=== DATA FOR THIS TASK ===

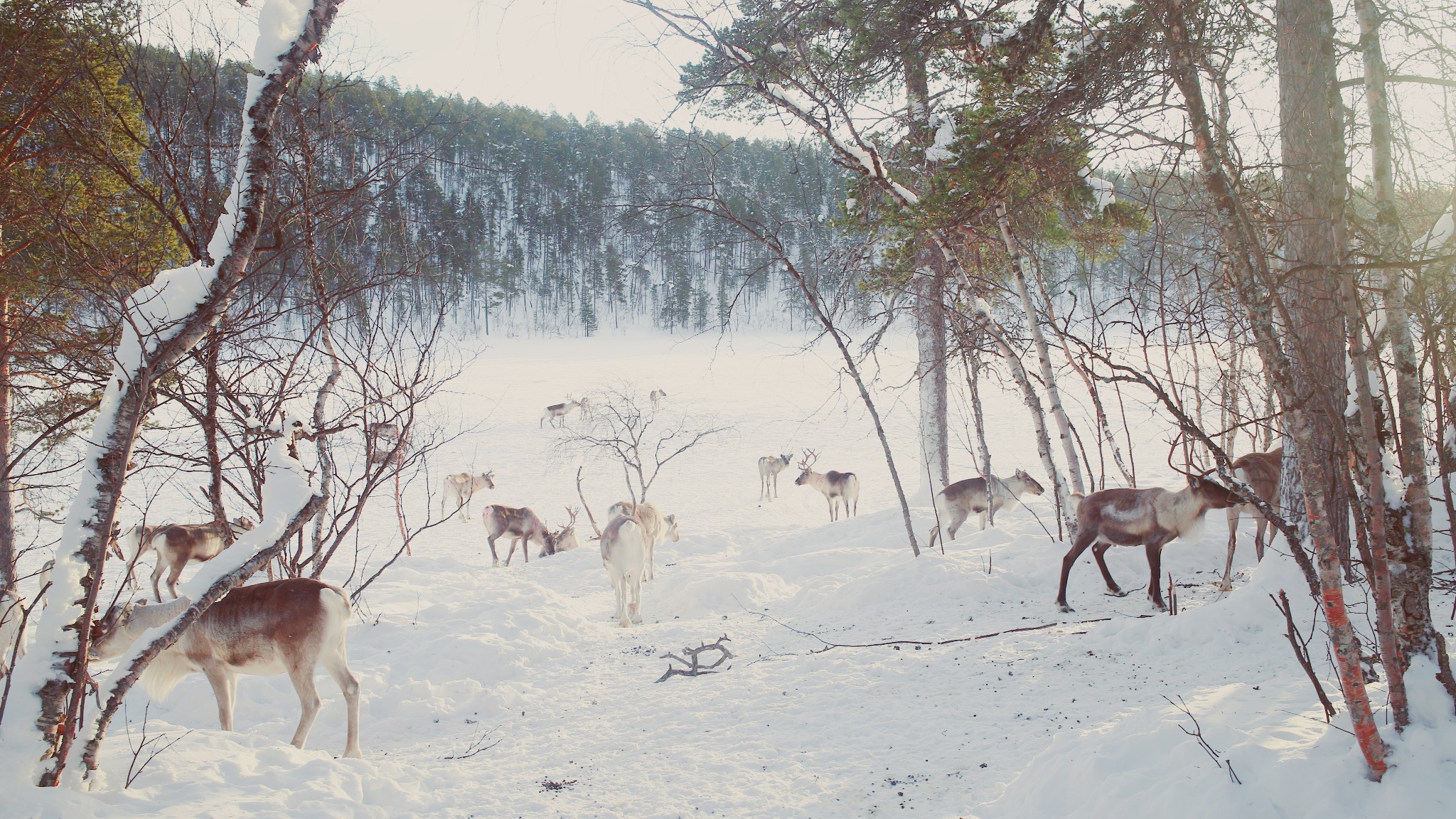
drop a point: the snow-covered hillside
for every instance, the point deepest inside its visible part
(513, 691)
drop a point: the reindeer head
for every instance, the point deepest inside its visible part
(1211, 493)
(805, 466)
(1033, 487)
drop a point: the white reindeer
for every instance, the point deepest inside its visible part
(1261, 471)
(623, 554)
(769, 469)
(655, 528)
(268, 628)
(833, 486)
(557, 413)
(957, 502)
(181, 544)
(462, 487)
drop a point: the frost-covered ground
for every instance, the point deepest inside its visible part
(513, 692)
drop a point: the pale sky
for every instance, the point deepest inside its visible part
(574, 55)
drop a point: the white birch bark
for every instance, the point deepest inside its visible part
(162, 323)
(1039, 338)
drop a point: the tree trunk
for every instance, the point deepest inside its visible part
(1374, 461)
(8, 556)
(215, 455)
(929, 314)
(165, 321)
(1039, 340)
(1104, 427)
(1411, 552)
(1248, 270)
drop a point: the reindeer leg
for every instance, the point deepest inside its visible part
(619, 587)
(1068, 562)
(338, 666)
(1100, 552)
(156, 577)
(1228, 562)
(225, 687)
(1155, 564)
(172, 579)
(308, 697)
(637, 599)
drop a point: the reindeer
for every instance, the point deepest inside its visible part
(186, 542)
(957, 502)
(1261, 473)
(520, 523)
(462, 487)
(562, 540)
(623, 554)
(557, 413)
(268, 628)
(655, 528)
(1152, 518)
(833, 486)
(385, 442)
(769, 469)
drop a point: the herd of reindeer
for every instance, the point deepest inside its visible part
(296, 624)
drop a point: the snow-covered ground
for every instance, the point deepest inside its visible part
(513, 691)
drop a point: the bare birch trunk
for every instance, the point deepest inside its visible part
(1250, 273)
(1104, 427)
(8, 554)
(1374, 458)
(1039, 340)
(53, 678)
(929, 315)
(1411, 552)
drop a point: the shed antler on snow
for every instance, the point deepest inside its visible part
(693, 668)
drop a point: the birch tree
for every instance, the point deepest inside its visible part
(162, 323)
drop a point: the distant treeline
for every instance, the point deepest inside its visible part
(511, 219)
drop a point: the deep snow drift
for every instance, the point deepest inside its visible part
(513, 691)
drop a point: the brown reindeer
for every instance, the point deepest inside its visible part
(1261, 473)
(181, 544)
(520, 523)
(562, 540)
(833, 486)
(284, 626)
(1147, 518)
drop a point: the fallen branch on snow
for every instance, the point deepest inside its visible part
(828, 645)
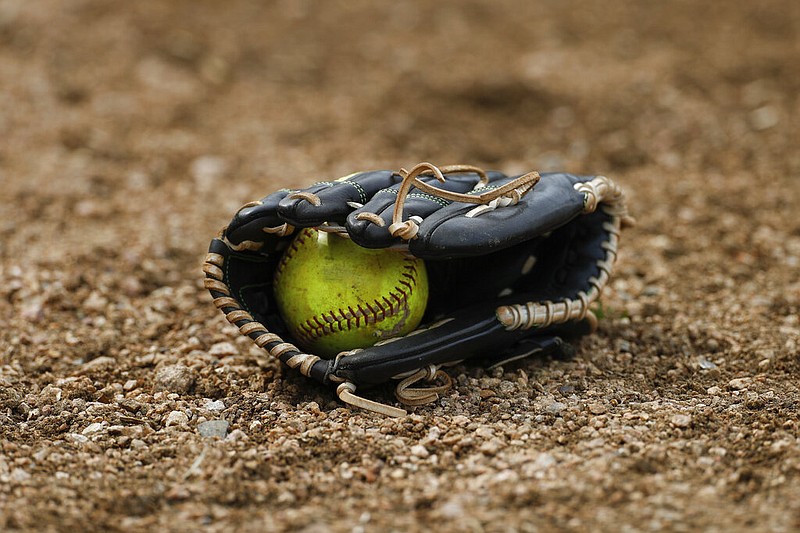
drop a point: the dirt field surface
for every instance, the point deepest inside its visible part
(130, 132)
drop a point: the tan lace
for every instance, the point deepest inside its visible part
(511, 192)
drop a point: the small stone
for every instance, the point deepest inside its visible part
(739, 383)
(214, 405)
(175, 378)
(95, 302)
(213, 428)
(19, 475)
(705, 364)
(99, 363)
(484, 432)
(176, 418)
(237, 435)
(597, 408)
(681, 420)
(419, 451)
(77, 437)
(91, 429)
(223, 348)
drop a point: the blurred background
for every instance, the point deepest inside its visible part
(130, 132)
(211, 104)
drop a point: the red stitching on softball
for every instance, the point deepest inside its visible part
(376, 311)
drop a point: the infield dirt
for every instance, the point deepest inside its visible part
(130, 132)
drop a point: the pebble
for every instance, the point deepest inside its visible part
(237, 435)
(214, 405)
(739, 383)
(223, 348)
(597, 408)
(175, 378)
(681, 420)
(91, 429)
(176, 418)
(213, 428)
(419, 451)
(20, 475)
(99, 363)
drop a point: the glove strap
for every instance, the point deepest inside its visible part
(346, 391)
(600, 191)
(510, 193)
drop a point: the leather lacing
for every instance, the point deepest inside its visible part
(600, 191)
(491, 198)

===

_EXERCISE:_ Each line of the records that contains the string "reindeer" must be copied.

_SOLUTION FOR THIS EXERCISE:_
drop a point: the reindeer head
drop a point: the white reindeer
drop a point: the reindeer leg
drop a point: the reindeer
drop a point: the herd of reindeer
drop a point: the brown reindeer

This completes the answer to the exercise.